Provided information =
· · · · ·

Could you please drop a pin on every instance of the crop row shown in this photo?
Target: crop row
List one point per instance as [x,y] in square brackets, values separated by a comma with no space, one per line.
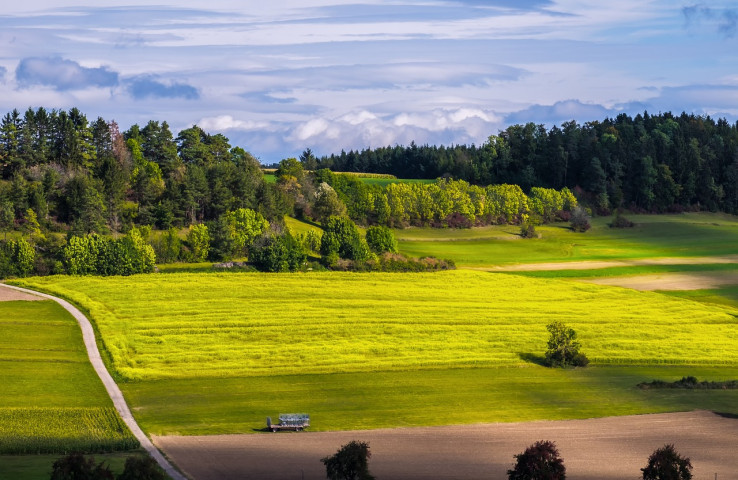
[216,325]
[63,430]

· · · · ·

Requirement = In the entries above, swap every "crop row" for "plant row" and give the lines again with nothing else changed. Leave the pictures out of your answer.

Exercise solution =
Could you please drop a pin on every instance of the plant row shown in this photo?
Target: plant row
List one point per instance as [x,y] in square brackets, values separated by a comma with no space, one per line.
[216,325]
[63,430]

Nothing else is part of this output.